Wie alle Benzodiazepine besitzt Clonazepam ein Abhängigkeitspotential. Bei mehrwöchiger Einnahme kann es zur Toleranzentwicklung bei gleichzeitiger Abschwächung der Wirkung kommen. Es besteht ein Risiko sowohl der psychischen als auch der körperlichen Abhängigkeit. Beim plötzlichen Absetzen des Medikaments sind typische Entzugserscheinungen (innere Unruhe, Schlafstörungen, Psychosen usw.) möglich.
Clonazepam – Wechselwirkungen
Wird Clonazepam zusätzlich zu anderen Antiepileptika eingesetzt (Zusatztherapie), kann es zu einer Wirkungsverstärkung kommen. Deshalb empfiehlt sich in diesem Fall eine niedrigere Dosierung.
Arzneimittel, die eine höhere Konzentration abbauender Enzyme in der Leber bewirken, schwächen die Wirkung von Clonazepam ab, weil der Wirkstoff schneller abgebaut wird. Einen solchen Effekt haben auch einige Antiepileptika, zum Beispiel Phenobarbital, Phenytoin, Carbamazepin und Oxcarbazepin. Medikamente, die die Konzentration abbauender Enzyme verringern, bewirken das Gegenteil. Sie verstärken bzw. verlängern die Wirkung von Clonazepam. Das ist bei einigen Antibiotika, Arzneimitteln zur Pilzbekämpfung und bei manchen HIV-Medikamenten der Fall.
◇ ◇ ◇ ◇ ◇ ◇ ◇
- ARBEITSAUFTRAG 1 -
Fassen Sie den Absatz im Textauszug über Clonazepam, der mit „Arzneimittel, die eine höhere Konzentration“ beginnt, als Stichpunktliste zusammen und behalten Sie dabei seine wesentlichen Fakten bei.
- ARBEITSAUFTRAG 2 -
Nehmen Sie den Textauszug über Clonazepam nach seinem letzten Satz wieder auf und schreiben Sie ihn weiter.

[Lokalisierungsdaten mit einem Punkt pro Instanz]
◇ ◇ ◇ ◇ ◇ ◇ ◇
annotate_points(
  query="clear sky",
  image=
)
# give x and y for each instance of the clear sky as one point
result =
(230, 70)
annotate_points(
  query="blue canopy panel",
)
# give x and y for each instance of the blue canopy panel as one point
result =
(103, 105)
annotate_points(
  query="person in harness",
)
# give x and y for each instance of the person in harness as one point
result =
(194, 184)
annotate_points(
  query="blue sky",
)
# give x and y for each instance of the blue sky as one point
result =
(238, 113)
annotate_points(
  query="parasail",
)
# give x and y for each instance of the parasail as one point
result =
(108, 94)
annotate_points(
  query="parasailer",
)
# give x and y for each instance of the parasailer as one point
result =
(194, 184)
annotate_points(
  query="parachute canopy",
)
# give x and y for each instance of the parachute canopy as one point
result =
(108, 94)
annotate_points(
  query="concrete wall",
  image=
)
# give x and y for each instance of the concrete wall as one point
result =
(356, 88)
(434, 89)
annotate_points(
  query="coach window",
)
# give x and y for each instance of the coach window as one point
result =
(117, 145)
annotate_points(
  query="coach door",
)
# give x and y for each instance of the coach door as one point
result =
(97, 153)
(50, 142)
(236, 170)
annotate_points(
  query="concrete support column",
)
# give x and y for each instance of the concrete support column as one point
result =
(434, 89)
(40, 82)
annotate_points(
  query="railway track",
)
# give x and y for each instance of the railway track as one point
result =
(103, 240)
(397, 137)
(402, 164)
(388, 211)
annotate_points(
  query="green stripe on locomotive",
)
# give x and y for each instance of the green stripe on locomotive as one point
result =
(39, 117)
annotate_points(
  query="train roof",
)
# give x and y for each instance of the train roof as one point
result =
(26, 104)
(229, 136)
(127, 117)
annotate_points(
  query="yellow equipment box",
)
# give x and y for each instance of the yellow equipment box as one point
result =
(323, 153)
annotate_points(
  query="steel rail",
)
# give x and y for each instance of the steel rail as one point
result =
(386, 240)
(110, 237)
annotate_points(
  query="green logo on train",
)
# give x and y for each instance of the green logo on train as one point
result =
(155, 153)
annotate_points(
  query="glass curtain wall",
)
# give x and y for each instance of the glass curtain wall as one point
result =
◇ ◇ ◇ ◇ ◇ ◇ ◇
- ANTWORTFELD 1 -
- Arzneimittel, die die Konzentration abbauender Enzyme in der Leber erhöhen, schwächen die Wirkung von Clonazepam ab, weil der Wirkstoff schneller abgebaut wird.
- Diesen Effekt haben auch einige Antiepileptika, etwa Phenobarbital, Phenytoin, Carbamazepin und Oxcarbazepin.
- Medikamente, die die Konzentration dieser Enzyme verringern, verstärken bzw. verlängern die Wirkung von Clonazepam.
- Dazu gehören einige Antibiotika, Arzneimittel zur Pilzbekämpfung und manche HIV-Medikamente.

- ANTWORTFELD 2 -
Besondere Vorsicht ist bei gleichzeitiger Einnahme von Antidepressiva, Antipsychotika, Hypnotika, Narkotika, Opioiden und Lithium geboten, weil die dämpfende Wirkung der Arzneimittel sich gegenseitig verstärkt. Das gilt auch für den gleichzeitigen Konsum von Alkohol. Hier kann es zu unvorhergesehenen Wechselwirkungen kommen. Deshalb ist bei der Einnahme von Clonazepam grundsätzlich auf Alkohol zu verzichten.
Clonazepam – Kontraindikationen
Folgende Kontraindikationen bestehen bei Clonazepam:
Abhängigkeiten
Besteht bei dem/der Patienten/-in eine Alkohol-, Medikamenten- und Drogenabhängigkeit, ist vom Clonazepam-Einsatz dringend abzuraten – wegen des Abhängigkeitspotentials und möglicher unkontrollierbarer Wechselwirkungen.
Funktionsstörungen
Schwere Leber- und Lungenfunktionsstörungen sind Gegenanzeigen für Clonazepam.
Überempfindlichkeit/Unverträglichkeit
In seltenen Fällen kann es zu Unverträglichkeiten und allergischen Reaktionen (zum Beispiel Hautausschlag, Juckreiz) kommen.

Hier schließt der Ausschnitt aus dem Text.